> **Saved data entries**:
Start of Block

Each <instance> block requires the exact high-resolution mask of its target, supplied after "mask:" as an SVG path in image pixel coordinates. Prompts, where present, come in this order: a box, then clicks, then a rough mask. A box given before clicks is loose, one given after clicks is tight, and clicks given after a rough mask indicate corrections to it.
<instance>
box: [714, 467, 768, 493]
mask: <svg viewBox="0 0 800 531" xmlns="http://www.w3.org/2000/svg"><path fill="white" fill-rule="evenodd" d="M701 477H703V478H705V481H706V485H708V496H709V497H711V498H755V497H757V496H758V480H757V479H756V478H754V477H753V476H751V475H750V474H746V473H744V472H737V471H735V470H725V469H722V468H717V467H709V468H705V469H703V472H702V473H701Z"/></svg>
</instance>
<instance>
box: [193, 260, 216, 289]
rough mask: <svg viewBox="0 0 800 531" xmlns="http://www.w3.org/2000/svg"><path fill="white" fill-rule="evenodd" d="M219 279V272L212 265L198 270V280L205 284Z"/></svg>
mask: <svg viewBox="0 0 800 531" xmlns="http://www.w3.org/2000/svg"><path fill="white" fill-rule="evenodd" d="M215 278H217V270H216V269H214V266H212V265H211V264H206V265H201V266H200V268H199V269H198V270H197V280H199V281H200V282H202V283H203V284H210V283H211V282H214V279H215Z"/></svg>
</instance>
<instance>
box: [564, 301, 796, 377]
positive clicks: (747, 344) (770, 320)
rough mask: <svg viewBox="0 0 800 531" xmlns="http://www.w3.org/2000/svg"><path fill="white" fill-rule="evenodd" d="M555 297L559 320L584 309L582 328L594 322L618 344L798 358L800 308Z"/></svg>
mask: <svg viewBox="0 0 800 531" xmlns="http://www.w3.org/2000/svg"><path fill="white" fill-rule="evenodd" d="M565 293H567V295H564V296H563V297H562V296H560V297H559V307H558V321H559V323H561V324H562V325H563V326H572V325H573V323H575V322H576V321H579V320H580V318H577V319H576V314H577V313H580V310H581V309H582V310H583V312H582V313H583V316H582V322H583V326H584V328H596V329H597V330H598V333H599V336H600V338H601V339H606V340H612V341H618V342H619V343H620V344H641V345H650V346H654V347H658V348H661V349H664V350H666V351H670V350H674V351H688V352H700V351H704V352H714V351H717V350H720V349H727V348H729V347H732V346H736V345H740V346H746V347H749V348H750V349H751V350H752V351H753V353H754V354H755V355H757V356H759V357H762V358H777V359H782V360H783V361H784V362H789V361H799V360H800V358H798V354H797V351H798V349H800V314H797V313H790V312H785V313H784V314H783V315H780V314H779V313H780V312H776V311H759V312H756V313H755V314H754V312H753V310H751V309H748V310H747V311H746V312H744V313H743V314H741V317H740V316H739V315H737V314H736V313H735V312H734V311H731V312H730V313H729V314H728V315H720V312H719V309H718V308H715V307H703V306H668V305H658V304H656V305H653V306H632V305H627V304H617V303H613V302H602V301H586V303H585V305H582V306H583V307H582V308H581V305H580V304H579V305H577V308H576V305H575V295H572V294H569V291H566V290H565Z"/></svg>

End of Block

The response must contain every entry, each one identical to the original.

Each <instance> block requires the exact high-resolution mask of its target, supplied after "mask:" as an SVG path in image pixel coordinates. Prompts, where present, come in this order: a box, then clicks, then a rough mask. A box given before clicks is loose, one given after clicks is tight, and clicks given after a rough mask indicate corrections to it.
<instance>
box: [714, 467, 768, 493]
mask: <svg viewBox="0 0 800 531" xmlns="http://www.w3.org/2000/svg"><path fill="white" fill-rule="evenodd" d="M701 477H703V478H705V481H706V485H708V496H709V497H711V498H755V497H757V496H758V480H757V479H756V478H754V477H753V476H751V475H750V474H746V473H744V472H737V471H735V470H725V469H722V468H717V467H709V468H705V469H703V472H702V473H701Z"/></svg>
</instance>
<instance>
box: [193, 260, 216, 289]
rough mask: <svg viewBox="0 0 800 531" xmlns="http://www.w3.org/2000/svg"><path fill="white" fill-rule="evenodd" d="M219 279V272L212 265L198 270V280L205 284Z"/></svg>
mask: <svg viewBox="0 0 800 531" xmlns="http://www.w3.org/2000/svg"><path fill="white" fill-rule="evenodd" d="M215 278H217V270H216V269H214V266H212V265H211V264H206V265H201V266H200V268H199V269H198V270H197V280H199V281H200V282H202V283H203V284H210V283H211V282H214V279H215Z"/></svg>
</instance>
<instance>
box: [564, 301, 796, 377]
positive clicks: (747, 344) (770, 320)
rough mask: <svg viewBox="0 0 800 531" xmlns="http://www.w3.org/2000/svg"><path fill="white" fill-rule="evenodd" d="M555 297L559 320L584 309L582 328L594 322L618 344L798 358L800 308Z"/></svg>
mask: <svg viewBox="0 0 800 531" xmlns="http://www.w3.org/2000/svg"><path fill="white" fill-rule="evenodd" d="M565 293H567V295H564V296H563V297H562V296H560V297H559V307H558V321H559V323H561V324H562V325H563V326H572V325H573V323H575V322H576V321H579V320H580V318H577V319H576V314H577V313H580V310H581V309H582V310H583V312H582V313H583V316H582V322H583V326H584V328H596V329H597V330H598V333H599V336H600V338H601V339H606V340H612V341H618V342H619V343H620V344H641V345H650V346H654V347H658V348H661V349H664V350H666V351H670V350H674V351H688V352H700V351H704V352H714V351H717V350H720V349H727V348H729V347H732V346H736V345H740V346H746V347H749V348H750V349H751V350H752V351H753V353H754V354H755V355H757V356H759V357H762V358H777V359H782V360H783V361H784V362H789V361H799V360H800V358H798V354H797V351H798V349H800V314H797V313H790V312H785V313H784V314H783V315H780V314H779V313H780V312H776V311H759V312H756V313H755V314H754V312H753V310H751V309H748V310H747V311H746V312H744V313H743V314H741V317H740V316H739V315H737V314H736V313H735V312H734V311H731V312H730V313H729V314H728V315H720V312H719V309H718V308H715V307H703V306H668V305H658V304H656V305H653V306H632V305H627V304H617V303H613V302H602V301H586V303H585V305H582V306H583V307H582V308H581V305H580V304H579V305H577V308H576V305H575V295H572V294H569V291H566V290H565Z"/></svg>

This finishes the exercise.